» **SOURCE**:
______

# Brake lights on hitch rack?



## Bryank930 (Jun 12, 2006)

I have a Swagman XTC hitch rack. When I have two bikes mounted on it, the wheels block my brake lights. I'm wondering if it would be worth it to mount some LED strips to the bottom of the "arms" of the rack. It would be a side-emitting LED strip facing back obviously. One per side. I would wire them up to a normal flat-4 trailer light connector. They would operate as my brake lights when I have bikes on the rack.

About the only thing I'm worried about with this is the height. The 'arms' of the rack are a little over a foot off the ground. Do you think this is too low? Or would the brightness of the LED's make it a non-issue?

Here's a pic of the rack:


----------



## solara (Sep 5, 2007)

I just got some adhesive reflective tape and stick-on reflectors, and put that on the back of the rack. I consider that safe enough for crash prevention. If you want to be extra safe, you can find those magnetic battery-powered lights.

______

» **STORED ROWS**:
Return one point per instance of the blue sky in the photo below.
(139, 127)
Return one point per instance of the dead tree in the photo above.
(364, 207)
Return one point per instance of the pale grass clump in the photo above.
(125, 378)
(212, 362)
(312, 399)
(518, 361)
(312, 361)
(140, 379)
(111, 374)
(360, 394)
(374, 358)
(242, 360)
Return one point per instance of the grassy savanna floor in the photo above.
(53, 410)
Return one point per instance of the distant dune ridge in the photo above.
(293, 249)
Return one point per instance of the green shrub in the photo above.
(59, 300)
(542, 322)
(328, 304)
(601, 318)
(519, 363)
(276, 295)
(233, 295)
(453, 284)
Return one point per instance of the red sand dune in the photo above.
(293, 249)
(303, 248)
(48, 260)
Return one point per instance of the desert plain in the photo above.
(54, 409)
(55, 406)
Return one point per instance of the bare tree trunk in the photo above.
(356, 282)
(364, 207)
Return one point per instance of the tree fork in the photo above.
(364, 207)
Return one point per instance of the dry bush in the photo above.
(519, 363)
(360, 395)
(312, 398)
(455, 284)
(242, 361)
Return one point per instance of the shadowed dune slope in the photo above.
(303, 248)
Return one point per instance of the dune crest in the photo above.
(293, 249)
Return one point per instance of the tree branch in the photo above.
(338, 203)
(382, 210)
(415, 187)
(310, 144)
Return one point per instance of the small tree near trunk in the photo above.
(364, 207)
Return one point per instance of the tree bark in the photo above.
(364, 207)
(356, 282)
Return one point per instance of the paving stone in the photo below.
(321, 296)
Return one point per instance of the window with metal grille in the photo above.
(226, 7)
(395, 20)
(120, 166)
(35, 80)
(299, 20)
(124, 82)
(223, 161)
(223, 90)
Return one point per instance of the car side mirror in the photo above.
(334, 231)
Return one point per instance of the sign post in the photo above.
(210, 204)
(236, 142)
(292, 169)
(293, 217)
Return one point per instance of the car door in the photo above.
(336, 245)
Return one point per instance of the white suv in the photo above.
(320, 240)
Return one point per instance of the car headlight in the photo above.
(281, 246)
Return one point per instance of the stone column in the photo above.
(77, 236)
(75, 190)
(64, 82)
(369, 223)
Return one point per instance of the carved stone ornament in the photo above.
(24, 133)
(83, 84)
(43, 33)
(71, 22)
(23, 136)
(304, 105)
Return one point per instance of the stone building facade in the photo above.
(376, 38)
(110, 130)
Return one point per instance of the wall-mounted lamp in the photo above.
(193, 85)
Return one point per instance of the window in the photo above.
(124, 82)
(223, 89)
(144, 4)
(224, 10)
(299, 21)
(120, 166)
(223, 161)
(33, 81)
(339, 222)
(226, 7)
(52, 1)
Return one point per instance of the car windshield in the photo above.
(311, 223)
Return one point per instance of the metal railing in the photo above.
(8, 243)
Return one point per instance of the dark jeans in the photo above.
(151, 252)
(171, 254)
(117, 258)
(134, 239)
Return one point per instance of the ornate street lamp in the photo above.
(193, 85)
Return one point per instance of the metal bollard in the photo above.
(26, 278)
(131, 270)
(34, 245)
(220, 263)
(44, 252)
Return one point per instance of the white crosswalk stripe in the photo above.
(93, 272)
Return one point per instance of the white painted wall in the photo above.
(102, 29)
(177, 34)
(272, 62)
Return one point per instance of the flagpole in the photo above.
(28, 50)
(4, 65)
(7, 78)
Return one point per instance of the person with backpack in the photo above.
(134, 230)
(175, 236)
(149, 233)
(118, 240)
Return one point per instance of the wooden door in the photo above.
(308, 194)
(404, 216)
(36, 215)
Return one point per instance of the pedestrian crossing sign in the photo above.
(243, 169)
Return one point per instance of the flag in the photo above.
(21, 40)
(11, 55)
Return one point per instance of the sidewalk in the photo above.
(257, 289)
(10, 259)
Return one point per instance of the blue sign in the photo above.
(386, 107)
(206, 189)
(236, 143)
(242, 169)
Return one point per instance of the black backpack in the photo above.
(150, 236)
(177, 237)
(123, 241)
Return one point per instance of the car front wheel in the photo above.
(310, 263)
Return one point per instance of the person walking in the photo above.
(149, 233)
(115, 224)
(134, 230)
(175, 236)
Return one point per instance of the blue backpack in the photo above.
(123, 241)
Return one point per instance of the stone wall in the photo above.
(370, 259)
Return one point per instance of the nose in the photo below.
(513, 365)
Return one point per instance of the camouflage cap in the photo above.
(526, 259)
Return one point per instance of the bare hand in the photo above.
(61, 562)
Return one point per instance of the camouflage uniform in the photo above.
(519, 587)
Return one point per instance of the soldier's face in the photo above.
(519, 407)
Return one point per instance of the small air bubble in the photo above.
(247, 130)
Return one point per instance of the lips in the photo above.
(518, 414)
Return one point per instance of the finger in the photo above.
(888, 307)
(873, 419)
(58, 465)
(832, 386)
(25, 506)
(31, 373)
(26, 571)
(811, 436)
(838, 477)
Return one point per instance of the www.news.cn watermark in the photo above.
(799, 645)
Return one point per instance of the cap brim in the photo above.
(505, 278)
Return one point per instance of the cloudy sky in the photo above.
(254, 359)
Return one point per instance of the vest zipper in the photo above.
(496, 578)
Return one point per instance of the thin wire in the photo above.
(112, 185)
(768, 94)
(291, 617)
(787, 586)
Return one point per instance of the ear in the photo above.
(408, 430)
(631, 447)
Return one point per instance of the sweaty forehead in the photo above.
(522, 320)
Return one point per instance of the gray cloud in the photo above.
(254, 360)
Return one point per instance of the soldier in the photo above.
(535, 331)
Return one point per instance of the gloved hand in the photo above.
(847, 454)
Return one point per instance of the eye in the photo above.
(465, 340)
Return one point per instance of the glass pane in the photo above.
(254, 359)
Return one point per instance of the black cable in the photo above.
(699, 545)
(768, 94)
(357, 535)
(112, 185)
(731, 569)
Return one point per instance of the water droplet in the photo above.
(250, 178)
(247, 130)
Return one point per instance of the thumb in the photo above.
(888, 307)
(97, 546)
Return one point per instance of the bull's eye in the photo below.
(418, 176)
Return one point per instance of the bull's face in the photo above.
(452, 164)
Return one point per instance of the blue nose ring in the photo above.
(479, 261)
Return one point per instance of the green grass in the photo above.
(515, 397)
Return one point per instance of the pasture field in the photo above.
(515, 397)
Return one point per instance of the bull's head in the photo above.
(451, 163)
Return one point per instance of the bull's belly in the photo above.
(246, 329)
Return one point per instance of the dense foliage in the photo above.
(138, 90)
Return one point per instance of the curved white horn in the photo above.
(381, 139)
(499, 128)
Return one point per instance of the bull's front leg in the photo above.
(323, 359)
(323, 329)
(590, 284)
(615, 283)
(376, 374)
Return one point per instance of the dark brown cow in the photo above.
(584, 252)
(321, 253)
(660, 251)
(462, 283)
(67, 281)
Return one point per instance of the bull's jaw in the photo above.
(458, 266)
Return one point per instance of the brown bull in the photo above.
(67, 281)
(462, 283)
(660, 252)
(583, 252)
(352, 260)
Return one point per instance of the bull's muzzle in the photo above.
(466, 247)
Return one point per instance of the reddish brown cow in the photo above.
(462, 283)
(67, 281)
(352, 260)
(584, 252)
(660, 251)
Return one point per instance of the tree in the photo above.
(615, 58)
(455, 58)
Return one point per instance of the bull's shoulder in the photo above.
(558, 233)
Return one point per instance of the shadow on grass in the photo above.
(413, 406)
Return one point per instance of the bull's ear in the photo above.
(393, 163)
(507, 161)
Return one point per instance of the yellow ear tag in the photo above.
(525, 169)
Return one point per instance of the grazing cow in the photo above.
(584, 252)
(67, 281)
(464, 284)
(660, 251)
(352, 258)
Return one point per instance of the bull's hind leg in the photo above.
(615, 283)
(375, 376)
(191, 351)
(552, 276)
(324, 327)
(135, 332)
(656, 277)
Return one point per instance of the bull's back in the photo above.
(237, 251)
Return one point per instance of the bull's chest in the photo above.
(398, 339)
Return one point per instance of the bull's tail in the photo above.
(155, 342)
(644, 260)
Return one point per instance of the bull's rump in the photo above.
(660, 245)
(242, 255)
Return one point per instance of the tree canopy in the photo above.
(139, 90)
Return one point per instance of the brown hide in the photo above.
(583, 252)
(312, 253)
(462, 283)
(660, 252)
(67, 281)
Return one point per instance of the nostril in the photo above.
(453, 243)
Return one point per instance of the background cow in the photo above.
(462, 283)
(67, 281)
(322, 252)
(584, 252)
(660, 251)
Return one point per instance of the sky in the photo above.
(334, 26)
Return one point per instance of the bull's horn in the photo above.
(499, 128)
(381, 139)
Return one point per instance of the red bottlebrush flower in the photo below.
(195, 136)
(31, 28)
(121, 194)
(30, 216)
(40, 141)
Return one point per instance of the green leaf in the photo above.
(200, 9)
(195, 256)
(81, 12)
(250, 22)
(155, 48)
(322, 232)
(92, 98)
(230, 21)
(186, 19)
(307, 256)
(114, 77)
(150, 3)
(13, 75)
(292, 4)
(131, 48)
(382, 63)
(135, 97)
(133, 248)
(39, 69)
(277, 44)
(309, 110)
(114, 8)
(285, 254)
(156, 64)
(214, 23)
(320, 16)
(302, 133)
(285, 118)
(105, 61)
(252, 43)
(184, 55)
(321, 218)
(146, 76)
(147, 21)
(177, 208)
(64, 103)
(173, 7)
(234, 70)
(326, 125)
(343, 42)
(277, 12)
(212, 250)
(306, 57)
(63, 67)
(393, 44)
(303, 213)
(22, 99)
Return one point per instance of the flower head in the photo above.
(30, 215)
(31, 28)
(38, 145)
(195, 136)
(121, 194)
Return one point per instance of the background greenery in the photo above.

______

» **REQUIRED TASKS**:
**1)** In the hitch rack thread, put this sentence into Spanish: "About the only thing I'm worried about with this is the height."
**2)** Reproduce verbatim the stretch of the hitch rack thread from "Here's a pic" through "magnetic battery-powered lights.".
The records aren't needed for anything here.

» **EXPECTED RESULTS**:
**1)** Casi lo único que me preocupa de esto es la altura.

**2)**
Here's a pic of the rack:


----------



## solara (Sep 5, 2007)

I just got some adhesive reflective tape and stick-on reflectors, and put that on the back of the rack. I consider that safe enough for crash prevention. If you want to be extra safe, you can find those magnetic battery-powered lights.